SOURCE PASSAGE section start
I suppose that is possible, but it does seem unlikely, as I look at the humans around me today.
 

Heyo

Veteran Member
I don't understand your claim.

Post-scarcity is a theoretical economic situation in which most goods can be produced in great abundance with minimal human labor needed, so that they become available to all very cheaply or even freely.

I don't Know why we humans would want the kind of economy that would eliminate labor. The idea of the food supply in the hands of big corporations using massive machines and little labor scares me. I'd feel better living in a world where the food was produced by small farms and local gardening projects. I'd feel safer.
The idea of big corporations only works in a scarcity economy (independent if that scarcity is real or artificial*). Corporations need money as incentive, people need to work to get money. When everybody has or has easy access to a replicator, there will be no corporations.
But small farms and local gardening projects also don't help as they will produce scarcity. One bad harvest and abundance good bye.

*There is a hypothesis that we have already reached post scarcity or could have reached it by now and the inequality is entirely man-made.
 

Vouthon

Dominus Deus tuus ignis consumens est
Premium Member
Saint Thomas More, Chancellor of England under Henry VIII, envisaged a 'moneyless' society in his famous book Utopia (1516), in which he also coined the neologism itself. "The basis of their whole system," More told us in the text was, "their communal living and their moneyless economy.”

He constructed the term from Greek prefix "ou-" (οὐ), meaning "not", and topos (τόπος), "place", with the suffix -iā (-ία): the name literally meaning "nowhere", which was to highlight the fictional and fantastical nature of 'utopianism'; imaging an ideal society that exists 'nowhere' in our primary world.

A quotation from that work:


And yet when these insatiably greedy and evil men [Europeans] have divided among themselves goods which would have sufficed for the entire people, how far they remain from the happiness of the Utopian Republic, which has abolished not only money but with it greed!

What a mass of trouble was cut away by that one step! What a thicket of crimes was uprooted! Everyone knows that if money were abolished, fraud, theft, robbery, quarrels, brawls, seditions, murders, treasons, poisonings and a whole set of crimes which are avenged but not prevented by the hangman would at once die out.

If money disappeared, so would fear, anxiety, worry, toil, and sleepless nights. Even poverty, which seems to need money more than anything else, would vanish if money were entirely done away with
.”​


That was over 400 years ago. Still no 'utopic' moneyless, post-scarcity, classless and perfectly egalitarian society anywhere in sight.
 
Money is a tool that aligns interests and makes trade transparent and quantifiable. It can facilitate greed but it can also facilitate cooperation.
SOURCE PASSAGE section end
GIVEN ENTRIES section start
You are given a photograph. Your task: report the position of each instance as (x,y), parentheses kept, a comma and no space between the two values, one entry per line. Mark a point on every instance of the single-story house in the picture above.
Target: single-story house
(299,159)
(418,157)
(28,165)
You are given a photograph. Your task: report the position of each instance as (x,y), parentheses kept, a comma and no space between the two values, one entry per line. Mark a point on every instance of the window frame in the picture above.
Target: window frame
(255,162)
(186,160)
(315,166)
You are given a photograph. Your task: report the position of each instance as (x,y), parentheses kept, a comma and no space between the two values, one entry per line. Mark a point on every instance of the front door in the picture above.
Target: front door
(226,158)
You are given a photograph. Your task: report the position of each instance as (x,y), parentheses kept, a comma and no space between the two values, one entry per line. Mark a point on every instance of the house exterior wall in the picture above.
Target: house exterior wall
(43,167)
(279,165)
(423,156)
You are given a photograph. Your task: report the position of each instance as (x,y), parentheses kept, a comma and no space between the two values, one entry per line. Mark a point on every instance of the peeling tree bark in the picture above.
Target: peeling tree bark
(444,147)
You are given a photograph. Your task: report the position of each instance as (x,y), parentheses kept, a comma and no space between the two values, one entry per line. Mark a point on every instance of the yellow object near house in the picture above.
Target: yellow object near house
GIVEN ENTRIES section end
EXERCISE OBJECTIVE: Can you reproduce the part of the post-scarcity forum thread above word for word, starting with "If money disappeared, so" and going on through "anywhere in sight."?

RESPONSE:
If money disappeared, so would fear, anxiety, worry, toil, and sleepless nights. Even poverty, which seems to need money more than anything else, would vanish if money were entirely done away with
.”​


That was over 400 years ago. Still no 'utopic' moneyless, post-scarcity, classless and perfectly egalitarian society anywhere in sight.